→ **DESCRIPTION OF THE TASK**
Reproduce these lines verbatim, covering every one of the records.

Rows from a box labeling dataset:

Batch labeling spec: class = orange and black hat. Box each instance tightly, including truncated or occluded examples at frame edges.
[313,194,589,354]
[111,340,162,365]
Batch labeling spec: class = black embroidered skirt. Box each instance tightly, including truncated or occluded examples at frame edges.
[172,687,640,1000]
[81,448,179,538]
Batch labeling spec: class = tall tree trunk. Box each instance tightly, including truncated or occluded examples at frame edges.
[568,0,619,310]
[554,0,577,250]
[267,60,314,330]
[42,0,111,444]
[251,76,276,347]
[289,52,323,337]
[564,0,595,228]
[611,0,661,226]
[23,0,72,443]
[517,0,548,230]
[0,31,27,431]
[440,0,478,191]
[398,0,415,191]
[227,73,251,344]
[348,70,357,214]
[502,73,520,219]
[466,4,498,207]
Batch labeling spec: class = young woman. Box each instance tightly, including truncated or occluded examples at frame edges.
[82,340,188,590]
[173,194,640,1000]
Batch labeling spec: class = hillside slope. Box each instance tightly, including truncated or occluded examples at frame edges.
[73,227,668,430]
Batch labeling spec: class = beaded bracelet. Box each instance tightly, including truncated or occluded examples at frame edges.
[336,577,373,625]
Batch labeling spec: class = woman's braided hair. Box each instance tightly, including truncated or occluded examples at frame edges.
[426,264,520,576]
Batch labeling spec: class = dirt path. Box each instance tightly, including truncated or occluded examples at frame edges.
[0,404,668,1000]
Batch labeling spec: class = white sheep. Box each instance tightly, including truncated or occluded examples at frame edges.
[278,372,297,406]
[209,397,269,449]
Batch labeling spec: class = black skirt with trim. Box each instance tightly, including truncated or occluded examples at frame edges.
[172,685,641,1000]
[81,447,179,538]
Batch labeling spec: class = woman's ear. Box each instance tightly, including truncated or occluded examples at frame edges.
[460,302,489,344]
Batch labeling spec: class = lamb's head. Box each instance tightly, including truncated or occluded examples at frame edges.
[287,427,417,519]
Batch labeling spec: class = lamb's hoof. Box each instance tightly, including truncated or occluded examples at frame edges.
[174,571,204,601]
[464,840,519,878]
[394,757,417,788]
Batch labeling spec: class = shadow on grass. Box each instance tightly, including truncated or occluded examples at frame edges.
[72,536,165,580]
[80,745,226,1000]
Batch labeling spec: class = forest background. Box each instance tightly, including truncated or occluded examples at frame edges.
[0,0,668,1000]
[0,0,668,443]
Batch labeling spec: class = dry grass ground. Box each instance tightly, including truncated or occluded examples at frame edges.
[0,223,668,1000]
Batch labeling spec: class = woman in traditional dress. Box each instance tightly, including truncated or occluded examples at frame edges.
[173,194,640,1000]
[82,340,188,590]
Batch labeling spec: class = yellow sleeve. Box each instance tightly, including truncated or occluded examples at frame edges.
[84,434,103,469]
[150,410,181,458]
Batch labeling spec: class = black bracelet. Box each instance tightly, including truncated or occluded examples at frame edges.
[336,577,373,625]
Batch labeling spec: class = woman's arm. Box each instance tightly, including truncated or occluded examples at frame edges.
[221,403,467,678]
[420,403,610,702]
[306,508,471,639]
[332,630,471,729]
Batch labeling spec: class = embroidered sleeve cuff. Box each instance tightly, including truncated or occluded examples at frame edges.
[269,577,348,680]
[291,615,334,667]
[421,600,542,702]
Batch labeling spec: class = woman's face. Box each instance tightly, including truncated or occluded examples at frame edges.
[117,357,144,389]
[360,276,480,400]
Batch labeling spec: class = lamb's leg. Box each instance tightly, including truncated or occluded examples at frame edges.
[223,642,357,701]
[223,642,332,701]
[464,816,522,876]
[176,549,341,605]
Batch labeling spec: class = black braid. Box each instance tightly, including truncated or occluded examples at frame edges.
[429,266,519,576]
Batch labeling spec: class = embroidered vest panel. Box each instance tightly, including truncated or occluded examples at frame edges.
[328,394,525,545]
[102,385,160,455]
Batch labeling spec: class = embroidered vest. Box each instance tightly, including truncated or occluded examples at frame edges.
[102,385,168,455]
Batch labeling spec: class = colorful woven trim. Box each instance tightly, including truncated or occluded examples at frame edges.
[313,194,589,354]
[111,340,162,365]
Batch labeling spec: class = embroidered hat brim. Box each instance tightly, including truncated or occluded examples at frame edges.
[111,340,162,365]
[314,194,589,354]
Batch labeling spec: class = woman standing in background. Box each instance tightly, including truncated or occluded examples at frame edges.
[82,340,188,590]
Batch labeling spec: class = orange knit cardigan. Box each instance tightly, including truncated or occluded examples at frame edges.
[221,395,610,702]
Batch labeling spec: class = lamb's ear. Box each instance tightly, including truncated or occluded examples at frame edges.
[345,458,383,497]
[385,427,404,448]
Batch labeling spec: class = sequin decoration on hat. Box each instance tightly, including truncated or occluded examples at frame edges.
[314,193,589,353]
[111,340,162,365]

→ **RESULT OF THIS TASK**
Batch labeling spec: class = orange and black hat. Box each instance tightly, including truncated or occluded examples at frame edges.
[313,194,589,354]
[111,340,162,365]
Batch labeling spec: class = black embroidered skirt. Box each instance tightly, including truncated or occluded examples at frame edges.
[172,687,640,1000]
[81,448,179,538]
Batch labeling spec: class = tall tree trunk. Box each instance tightly, including truncated or occluded examples at frame edges.
[568,0,619,310]
[554,0,577,250]
[267,60,314,330]
[42,0,111,444]
[251,76,276,347]
[289,52,323,337]
[564,0,595,228]
[611,0,661,226]
[23,0,72,443]
[517,0,548,230]
[0,31,27,431]
[440,0,478,191]
[398,0,415,191]
[227,73,251,344]
[348,70,357,214]
[502,73,520,219]
[466,4,498,207]
Batch labeling spec: class = young woman. Box each instance tightly, including truncated or occluded examples at frame edges.
[82,340,188,590]
[173,194,640,1000]
Batch labeling spec: class = hillside slope. Box each instance tightly, including truncated or occluded examples at frame edges.
[73,227,668,430]
Batch labeling spec: class = beaded bracelet. Box each instance tightly, including truncated or occluded examples at frame edges.
[336,577,373,625]
Batch labeling spec: class = woman's braided hair. Box each instance tightly, including truncated or occluded examples at frame edges.
[426,264,520,576]
Batch labeling spec: class = dirt path. Box each instance tightly, including truncated or occluded examples at frame edges.
[0,404,668,1000]
Batch labeling spec: class = white sheep. Box each instance tightly, including truncated or occluded examples at frame edges.
[278,372,297,406]
[209,397,269,449]
Batch labeling spec: class = black skirt with trim. Box each instance tightly, including truncated or occluded examples at frame edges.
[172,685,641,1000]
[81,447,179,538]
Batch labeling spec: class = woman's ear. Box each instance tightly, including truncated or occluded examples at frame edges.
[460,302,489,344]
Batch labeling spec: class = lamb's head. Box each instance tightly, including truncated or occluded examples at frame edges.
[287,427,417,519]
Batch labeling spec: class = lamb's hoof. Box each instance tightly, including truncated or occluded examples at frame edges.
[174,571,204,601]
[464,840,519,878]
[394,757,417,788]
Batch labeling spec: class = shadow on grass. Box each instance tightly, including truncated or occluded examples at frame edges.
[72,536,165,580]
[80,745,226,1000]
Batch labeling spec: class = forest background. Box each instance tightly, including truncated or occluded examples at frame edges.
[0,0,668,1000]
[0,0,668,443]
Batch labeling spec: class = dry grass ground. Box each instance tightly, including truncated or occluded examples at frame edges.
[0,223,668,1000]
Batch labeling spec: class = woman in traditional dress. Box each instance tightly, including truncated or occluded examples at frame edges.
[173,194,640,1000]
[82,340,188,590]
Batch labeling spec: class = yellow sleeve. Box each instance tightly, including truncated or occluded examples at frame edges.
[84,434,103,469]
[150,410,181,458]
Batch labeling spec: class = black bracelet. Box each instance tightly, including truncated or occluded examples at frame edges.
[336,577,373,625]
Batch labeling spec: class = woman's arm. Box each instance tightly, including truncated or occluded examples at frame edges.
[221,403,467,678]
[420,403,610,702]
[306,508,471,639]
[332,630,471,729]
Batch labeling spec: class = embroidered sleeve cuff. Box each instance tightly, including truncated or occluded examples at frame edges.
[269,577,348,680]
[291,615,334,667]
[421,600,542,702]
Batch labeling spec: class = woman's face. Box each instance tightly, including truncated or occluded examples at frame edges.
[117,357,144,389]
[360,276,480,400]
Batch labeling spec: class = lamb's leg. Box each instance tightly, including truncated or occluded examples at frame edges.
[223,642,357,701]
[223,642,332,701]
[464,816,522,876]
[176,549,341,605]
Batch labeling spec: class = black braid. Box each instance tightly, including truncated or occluded examples at frame edges.
[429,266,519,576]
Batch labeling spec: class = embroidered vest panel. Box each instance tightly, including truncated or occluded examples at frame edges.
[328,394,525,545]
[102,385,160,455]
Batch labeling spec: class = embroidered vest. Box each instance tightly, including truncated or occluded examples at frame edges.
[102,385,168,455]
Batch labeling spec: class = colorful woven trim. Box each instance tightly, including truncated or occluded examples at frame edges.
[313,194,589,354]
[111,340,162,365]
Batch labeling spec: class = embroidered hat brim. Box each instance tightly, including truncated or occluded examples at frame edges.
[111,340,162,365]
[314,194,589,354]
Batch labeling spec: class = woman standing in background. Box each instance tightly, including truncated or occluded examples at frame edges.
[82,340,188,590]
Batch labeling spec: class = orange knit cardigan. Box each instance tightly, including truncated or occluded examples at frame edges.
[221,395,610,702]
Batch labeling spec: class = lamb's ear. Box each instance tightly, including truncated or occluded examples at frame edges.
[345,458,383,497]
[385,427,404,448]
Batch labeling spec: class = sequin decoration on hat. Box each instance tightly, including truncated or occluded examples at frame edges.
[314,193,589,353]
[111,340,162,365]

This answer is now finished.